• _Document section_
☆ ☆ ☆ ☆ ☆ ☆ ☆

I’m trying to stick to my goal of learning something new about wine every week. I thought I’d test it out and put the post up here this week.
This week’s bit of knowledge was inspired by our trip to Chrysalis Vineyards this weekend. Even before going, I looked at their website and saw much propaganda about the Norton grape and how they make wines entirely of this grape. I had no idea what to expect on tasting wine made with Norton grapes. It also intrigued me that it was referred to as the “true” American Grape.
Apparently there is a reason why Chrysalis touts this grape: It is believed to have been named by and is first attributed to Dr. Norton of Richmond, Virginia. Otherwise, it appears that most of the origins of this grape area mystery. It was first available for commercial purchase in the 1830s and was apparently a huge success, even wining an international wine competition from a vineyard in Missouri, which became the central producer of wines made from Norton grapes. Today, Missouri remains the most prolific producer of Norton Wines, though Virginia wineries continue to produce the wine and it appears to be gaining popularity here.

☆ ☆ ☆ ☆ ☆ ☆ ☆

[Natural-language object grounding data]
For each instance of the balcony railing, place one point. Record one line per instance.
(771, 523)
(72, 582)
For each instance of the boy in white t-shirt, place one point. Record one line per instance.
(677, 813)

☆ ☆ ☆ ☆ ☆ ☆ ☆

• _Work task_
List every city or state that the Norton grape post names.

• _Written reply_
Richmond, Virginia, Missouri